Request >>
Rescale the records starting with the first line and going on through the line with "[588,417,914,550]", both included, writing out every line again, requests too, with each bounding box coordinate multiplied by 1.5 and rounded to a whole number (halves up). Stop after that line.

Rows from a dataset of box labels
◇ ◇ ◇ ◇
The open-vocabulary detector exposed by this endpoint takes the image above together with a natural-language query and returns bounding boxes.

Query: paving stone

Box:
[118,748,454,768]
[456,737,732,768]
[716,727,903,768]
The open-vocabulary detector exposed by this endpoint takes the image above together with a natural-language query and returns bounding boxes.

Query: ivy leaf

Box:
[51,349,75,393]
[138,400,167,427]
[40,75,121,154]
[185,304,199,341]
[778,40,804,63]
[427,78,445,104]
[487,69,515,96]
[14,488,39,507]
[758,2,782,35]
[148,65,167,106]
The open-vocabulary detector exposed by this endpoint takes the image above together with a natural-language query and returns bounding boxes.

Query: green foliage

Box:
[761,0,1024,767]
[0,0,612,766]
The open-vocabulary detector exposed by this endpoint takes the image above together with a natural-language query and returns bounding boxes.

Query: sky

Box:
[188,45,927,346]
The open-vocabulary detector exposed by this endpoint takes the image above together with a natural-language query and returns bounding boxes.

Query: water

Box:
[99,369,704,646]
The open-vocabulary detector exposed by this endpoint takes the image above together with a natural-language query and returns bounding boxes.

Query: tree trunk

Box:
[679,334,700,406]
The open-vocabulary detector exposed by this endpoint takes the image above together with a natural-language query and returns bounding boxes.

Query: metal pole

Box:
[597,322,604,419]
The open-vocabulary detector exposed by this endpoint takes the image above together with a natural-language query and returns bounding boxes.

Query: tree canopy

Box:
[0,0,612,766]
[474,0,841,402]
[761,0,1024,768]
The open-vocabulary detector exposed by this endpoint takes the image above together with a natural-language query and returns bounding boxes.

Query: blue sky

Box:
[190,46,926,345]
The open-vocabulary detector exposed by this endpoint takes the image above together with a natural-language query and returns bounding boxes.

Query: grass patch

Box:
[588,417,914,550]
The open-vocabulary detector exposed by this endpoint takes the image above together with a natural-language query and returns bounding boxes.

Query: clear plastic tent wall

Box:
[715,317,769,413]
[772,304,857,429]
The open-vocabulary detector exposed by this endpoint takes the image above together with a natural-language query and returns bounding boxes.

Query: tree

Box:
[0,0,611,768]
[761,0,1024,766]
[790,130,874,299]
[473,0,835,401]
◇ ◇ ◇ ◇
Exercise answer >>
The open-vocabulary detector exposed by this endpoint takes the image above together with a natural-language query and returns bounding boxes.

Query: paving stone

Box:
[177,1122,681,1152]
[684,1106,1098,1152]
[1074,1091,1355,1152]
The open-vocabulary detector exposed by this endpoint takes the image above together with a natural-language query and returns bounding boxes.

Query: ivy leaf

Box:
[77,524,113,590]
[207,600,251,641]
[60,113,182,231]
[278,456,299,512]
[1167,60,1206,95]
[641,117,668,156]
[731,104,773,144]
[21,732,59,761]
[1137,3,1173,53]
[222,98,251,159]
The open-vocabulary detector exposed by this endpoint takes the image above together with a natural-language query and returns bounding boxes.

Query: green foliage

Box:
[1142,0,1536,1151]
[0,0,918,1149]
The open-vocabulary detector exposed by this endpoint takes the image above together with a natural-language query and returns bounding boxes.

Query: sky

Box:
[282,68,1391,519]
The open-vocabulary detector exposed by this endpoint takes the image above together with a natural-language query and returns bounding boxes.

Query: water

Box:
[149,554,1056,969]
The open-vocabulary detector exposed by this endpoint takes the image above together with a natural-language query and returns bounding boxes.

Query: tree trunk

Box:
[1019,501,1050,609]
The open-vocabulary detector exposed by this endpoint takes the image above together with a natural-language query and returns bounding boxes.

Query: metal pole

Box:
[896,483,906,629]
The open-vocabulary detector exposed by this endpoint takes the image above together with a natural-language query and returns bounding boxes.

Query: tree canopy

Box:
[0,0,918,1149]
[711,0,1262,603]
[1142,0,1536,1152]
The open-vocabulary detector exposed by this endpoint takes the image above together with a natural-language query and returns bounding boxes.

Query: blue sky

Box:
[285,69,1389,518]
The open-vocabulary detector exposed by this endpoint takes the image above together with a natural-language query and returns bounding boxes.

Query: grass patch

Box:
[882,626,1371,825]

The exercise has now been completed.